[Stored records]
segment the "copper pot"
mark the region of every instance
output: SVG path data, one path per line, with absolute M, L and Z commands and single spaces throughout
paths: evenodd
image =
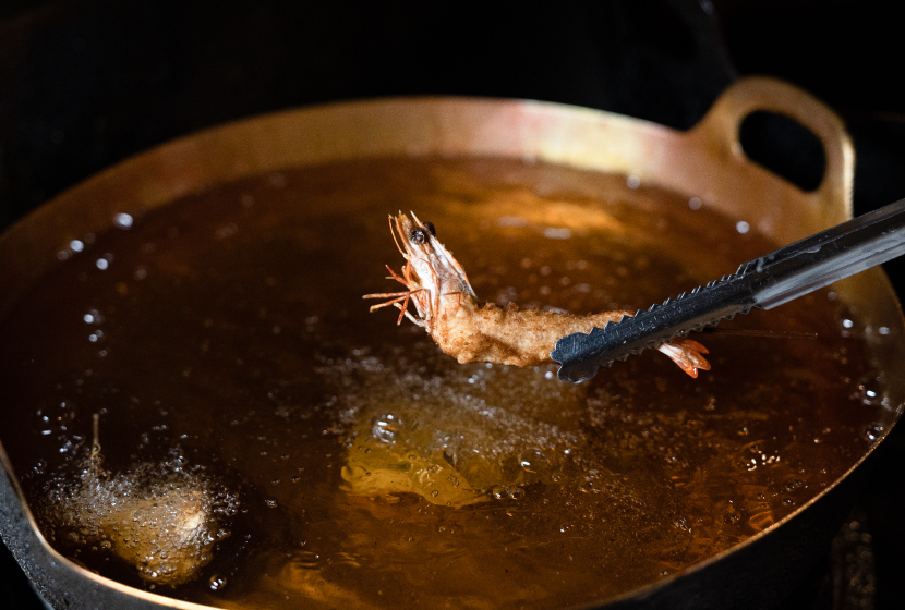
M 738 142 L 755 110 L 787 114 L 821 139 L 826 171 L 811 193 L 750 162 Z M 61 246 L 111 227 L 117 212 L 140 213 L 208 186 L 288 168 L 376 156 L 492 156 L 535 159 L 637 175 L 698 196 L 788 243 L 850 218 L 854 151 L 841 120 L 807 94 L 777 81 L 729 87 L 688 132 L 612 113 L 523 100 L 388 99 L 264 115 L 158 147 L 68 191 L 0 237 L 0 315 L 56 264 Z M 129 202 L 132 209 L 123 209 Z M 894 293 L 879 269 L 834 289 L 865 325 L 905 332 Z M 870 342 L 871 338 L 867 338 Z M 901 341 L 871 343 L 881 368 L 905 365 Z M 888 375 L 877 407 L 885 438 L 902 411 L 905 379 Z M 0 405 L 11 408 L 12 405 Z M 842 523 L 865 452 L 833 486 L 792 515 L 727 552 L 601 606 L 762 607 L 781 599 Z M 55 551 L 39 533 L 0 447 L 0 533 L 38 591 L 55 608 L 202 608 L 98 576 Z M 751 569 L 757 565 L 757 569 Z

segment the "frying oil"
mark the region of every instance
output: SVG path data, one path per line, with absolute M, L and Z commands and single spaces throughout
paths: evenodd
M 572 606 L 769 527 L 871 442 L 882 379 L 832 293 L 721 325 L 777 337 L 696 335 L 697 380 L 655 352 L 582 386 L 459 365 L 361 298 L 401 290 L 399 210 L 479 298 L 575 313 L 648 307 L 774 247 L 698 198 L 503 160 L 298 169 L 118 221 L 2 320 L 0 437 L 51 542 L 225 608 Z M 117 490 L 173 486 L 206 507 L 203 561 L 101 518 L 142 517 Z M 102 544 L 122 532 L 144 558 Z M 180 578 L 150 575 L 160 552 Z

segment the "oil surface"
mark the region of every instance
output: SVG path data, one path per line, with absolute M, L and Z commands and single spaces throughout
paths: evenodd
M 770 526 L 871 442 L 882 387 L 833 293 L 721 325 L 816 339 L 698 335 L 713 370 L 697 380 L 649 352 L 578 387 L 552 366 L 459 365 L 361 300 L 399 290 L 384 264 L 401 264 L 400 209 L 436 225 L 480 298 L 522 307 L 647 307 L 774 247 L 631 186 L 374 160 L 224 185 L 73 242 L 0 326 L 0 439 L 44 532 L 101 574 L 225 608 L 554 608 Z M 349 483 L 409 465 L 442 485 Z M 203 496 L 203 541 L 123 534 L 118 489 Z M 120 538 L 186 561 L 181 584 Z

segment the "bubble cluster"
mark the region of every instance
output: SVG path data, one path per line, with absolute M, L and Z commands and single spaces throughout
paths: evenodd
M 55 479 L 43 507 L 63 544 L 109 551 L 147 582 L 179 585 L 193 580 L 229 536 L 221 522 L 236 514 L 236 497 L 178 461 L 144 463 L 110 475 L 99 456 L 74 478 Z
M 545 368 L 474 364 L 463 375 L 430 375 L 421 359 L 374 359 L 322 369 L 345 380 L 337 404 L 353 431 L 342 477 L 353 492 L 415 493 L 451 507 L 520 499 L 522 486 L 551 480 L 584 442 L 584 389 Z M 388 370 L 395 383 L 386 383 Z

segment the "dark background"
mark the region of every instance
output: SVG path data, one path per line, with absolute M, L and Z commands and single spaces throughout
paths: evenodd
M 905 52 L 894 7 L 0 0 L 0 229 L 137 151 L 270 110 L 473 95 L 575 103 L 688 129 L 746 74 L 784 78 L 844 118 L 858 155 L 855 208 L 862 213 L 905 197 L 905 102 L 896 96 Z M 758 115 L 741 136 L 753 159 L 803 186 L 819 183 L 822 152 L 803 130 Z M 905 294 L 905 265 L 888 271 Z M 857 601 L 868 607 L 905 607 L 898 432 L 881 448 L 859 504 L 876 558 L 876 596 Z M 787 606 L 849 607 L 828 601 L 828 586 L 838 585 L 826 585 L 832 575 L 814 582 Z M 0 547 L 0 606 L 38 608 L 24 589 Z

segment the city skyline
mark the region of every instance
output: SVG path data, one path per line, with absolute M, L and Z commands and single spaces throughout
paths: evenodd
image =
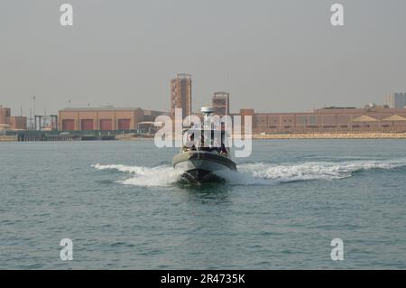
M 231 111 L 263 112 L 406 91 L 404 1 L 340 1 L 342 27 L 329 23 L 333 1 L 70 3 L 71 27 L 54 1 L 0 4 L 0 103 L 15 114 L 28 116 L 34 96 L 41 114 L 69 100 L 167 110 L 178 71 L 193 75 L 193 111 L 216 91 L 230 93 Z

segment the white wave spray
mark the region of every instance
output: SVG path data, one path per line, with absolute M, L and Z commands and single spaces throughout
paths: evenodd
M 355 172 L 372 169 L 394 169 L 406 166 L 406 159 L 362 160 L 346 162 L 306 162 L 272 164 L 268 163 L 243 163 L 238 172 L 218 173 L 235 185 L 270 185 L 278 182 L 309 180 L 337 180 L 351 177 Z M 96 164 L 97 170 L 116 170 L 131 175 L 118 181 L 125 185 L 171 186 L 180 179 L 179 172 L 170 165 L 156 167 L 127 166 L 122 164 Z

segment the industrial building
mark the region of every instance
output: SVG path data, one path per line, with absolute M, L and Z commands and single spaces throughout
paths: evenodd
M 216 92 L 211 99 L 211 106 L 215 114 L 220 116 L 230 115 L 230 94 L 227 92 Z
M 12 116 L 11 109 L 0 105 L 0 129 L 1 130 L 25 130 L 27 117 Z
M 406 132 L 406 108 L 384 106 L 324 107 L 303 113 L 255 113 L 241 109 L 239 114 L 253 117 L 254 133 L 318 132 Z
M 165 112 L 143 110 L 142 108 L 65 108 L 60 110 L 59 130 L 62 131 L 130 131 L 137 130 L 138 125 L 154 121 Z
M 183 117 L 191 115 L 191 75 L 176 74 L 171 80 L 171 116 L 175 117 L 175 109 L 181 108 Z

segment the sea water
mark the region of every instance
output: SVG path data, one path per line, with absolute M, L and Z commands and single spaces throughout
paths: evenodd
M 254 141 L 237 172 L 198 186 L 176 153 L 0 143 L 0 268 L 406 268 L 404 140 Z

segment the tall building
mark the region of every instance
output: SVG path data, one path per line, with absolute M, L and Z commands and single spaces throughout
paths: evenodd
M 211 100 L 215 114 L 222 116 L 230 114 L 230 94 L 227 92 L 216 92 Z
M 404 108 L 406 106 L 406 93 L 392 93 L 386 98 L 390 108 Z
M 171 116 L 175 117 L 175 109 L 182 109 L 183 118 L 191 115 L 191 75 L 176 74 L 171 80 Z

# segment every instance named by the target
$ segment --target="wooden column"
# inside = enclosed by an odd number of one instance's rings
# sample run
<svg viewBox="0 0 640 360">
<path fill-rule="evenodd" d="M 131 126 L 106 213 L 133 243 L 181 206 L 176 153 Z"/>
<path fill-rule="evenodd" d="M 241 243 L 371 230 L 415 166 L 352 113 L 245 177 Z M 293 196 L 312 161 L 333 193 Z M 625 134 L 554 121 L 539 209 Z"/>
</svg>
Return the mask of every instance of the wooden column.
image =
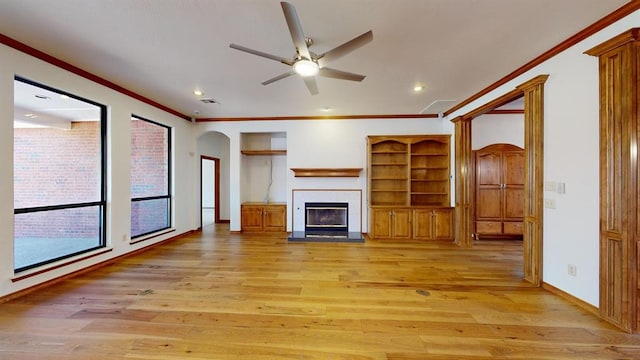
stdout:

#### Task directions
Output the lines of the items as a Markdown table with the columns Position and Text, starting at the line containing "segment the sea water" and ending at the line containing "M 254 141 L", both included, with blank lines omitted.

#### Task response
| Position | Text |
|---|---|
| 1 | segment the sea water |
| 2 | mark the region of every instance |
| 3 | output: SVG path data, one path per line, with absolute M, L and Z commands and single spaces throughout |
| 4 | paths: evenodd |
| 5 | M 254 141 L 237 172 L 198 186 L 176 153 L 0 143 L 0 268 L 406 268 L 404 140 Z |